### Consignes:
#1 D'après le texte sur la rentrée littéraire, pourquoi Balzac est-il écarté lorsqu'on demande des auteurs fétiches ?
#2 Recopiez à l'identique le passage du texte sur la rentrée littéraire qui commence à « Quelques morceaux de » et se termine à « d'odeurs de tranchées. ».
··· Texte choisi ···
Quelques morceaux de plainte tragique à travers trop de mers trop calmes & pas même un messie déglingué pour foutre un brin de houle là-dedans.
Cette année encore, la
rentrée littéraire a dégueulé ses quintaux de phrases (souvent) à
tort et (pas assez) à travers. Un peu plus de 600 romans comme
d'hab, soit une grande foire au sacrifice d'environ 550 bouquins
autodafés à la franche. Et comme chaque année à la même période,
j'ai naïvement espéré trouver la voix qui allait me retourner et
finir le festin jusqu'au dernier os. Et comme chaque année, je finis
par me demander si elle existera un jour, cette voix brutale pleine
d'odeurs de tranchées.
Combien de fois des bien
peignés à lunettes m'ont demandé quels étaient mes auteurs
fétiches, avec dans les yeux cette lueur qui murmure dis-moi
Proust ma petite cochonne, prononce de Montherlant avec tes lèvres
épaisses de petite traînée latino... Ouais, pas facile de leur
servir des Kerouac avinés et des Bukowski crasseux à tous ces
mendiants de beaux subjonctifs couverts de soie. Alors on la joue
plutôt Jacques Martin, genre impossible d'en détacher un
tellement la liste est longue. Balzac ? Non j'suis encore un
poil trop alerte pour aller me faire chier en charentaises devant la
cheminée... Bon tu passes pour l'inculte refoulé de la soirée
et le mec va promener sa raie sur le côté vers d'autres raies bien
rectilignes et perpétuer l'excellence. Sans mèche qui dépasse...
Certes, il m'est arrivé
de causer Hunter S. Thompson, Kerouac ou Djian avec l'ardeur d'un
présentateur d'émission littéraire sur France 2, quand l'alcool se
démerdait pas trop mal, mais en général les types t'écoutent
poliment comme si tu leur parlais de Guillaume Musso ou d'Amélie par
pitié Nothomb. Ce pauvre con qui ne connaît rien aux belles lettres
bien propres sur elles, quel manque de respect pour l'héritage des
Lumières... T'aurais presque envie de leur répondre : pourquoi
t'as l'air si lugubre alors ? A quel moment t'as décidé de la
perdre, ta lumière, vieux ?
··· Données extraites ···
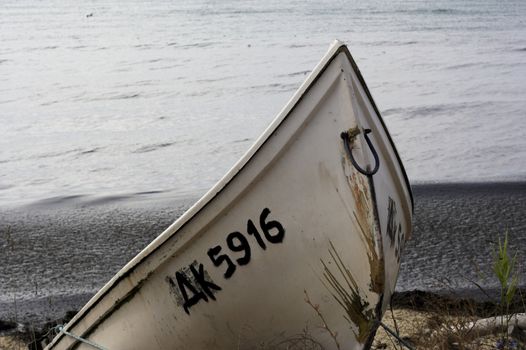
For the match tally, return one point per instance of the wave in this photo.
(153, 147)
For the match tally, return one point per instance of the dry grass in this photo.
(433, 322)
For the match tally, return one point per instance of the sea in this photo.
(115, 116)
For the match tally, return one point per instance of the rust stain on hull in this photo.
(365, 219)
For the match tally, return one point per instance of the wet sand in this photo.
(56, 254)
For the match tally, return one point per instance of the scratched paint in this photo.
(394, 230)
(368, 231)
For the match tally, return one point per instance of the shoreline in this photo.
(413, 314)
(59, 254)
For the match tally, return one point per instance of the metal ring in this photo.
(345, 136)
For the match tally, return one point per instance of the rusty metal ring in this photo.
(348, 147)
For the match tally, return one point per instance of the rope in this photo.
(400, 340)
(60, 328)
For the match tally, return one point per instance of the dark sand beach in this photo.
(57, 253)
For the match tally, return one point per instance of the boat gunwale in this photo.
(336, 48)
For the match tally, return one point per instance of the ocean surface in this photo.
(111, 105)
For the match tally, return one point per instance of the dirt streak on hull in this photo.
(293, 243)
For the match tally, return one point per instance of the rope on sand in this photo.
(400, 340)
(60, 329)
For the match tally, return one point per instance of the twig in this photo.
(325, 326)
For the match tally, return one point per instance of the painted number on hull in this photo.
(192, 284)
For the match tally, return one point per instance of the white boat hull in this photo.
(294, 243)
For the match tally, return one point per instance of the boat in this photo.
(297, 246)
···
··· Données extraites ···
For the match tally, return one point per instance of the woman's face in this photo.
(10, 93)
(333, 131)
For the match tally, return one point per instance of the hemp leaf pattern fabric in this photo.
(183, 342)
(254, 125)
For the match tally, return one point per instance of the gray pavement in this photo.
···
··· Données extraites ···
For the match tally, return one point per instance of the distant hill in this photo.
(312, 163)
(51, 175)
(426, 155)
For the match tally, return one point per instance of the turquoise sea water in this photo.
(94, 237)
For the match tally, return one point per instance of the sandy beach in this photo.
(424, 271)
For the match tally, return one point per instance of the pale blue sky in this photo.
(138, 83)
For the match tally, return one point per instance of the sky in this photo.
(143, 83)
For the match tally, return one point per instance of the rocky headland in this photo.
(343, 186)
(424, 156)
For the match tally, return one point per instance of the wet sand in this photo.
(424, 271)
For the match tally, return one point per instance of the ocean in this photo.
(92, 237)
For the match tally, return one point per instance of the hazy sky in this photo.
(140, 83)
···
### Réponses:
#1 Balzac est écarté parce que la voix du texte se dit encore un peu trop alerte pour aller s'ennuyer en charentaises devant la cheminée.

#2
Quelques morceaux de plainte tragique à travers trop de mers trop calmes & pas même un messie déglingué pour foutre un brin de houle là-dedans.
Cette année encore, la
rentrée littéraire a dégueulé ses quintaux de phrases (souvent) à
tort et (pas assez) à travers. Un peu plus de 600 romans comme
d'hab, soit une grande foire au sacrifice d'environ 550 bouquins
autodafés à la franche. Et comme chaque année à la même période,
j'ai naïvement espéré trouver la voix qui allait me retourner et
finir le festin jusqu'au dernier os. Et comme chaque année, je finis
par me demander si elle existera un jour, cette voix brutale pleine
d'odeurs de tranchées.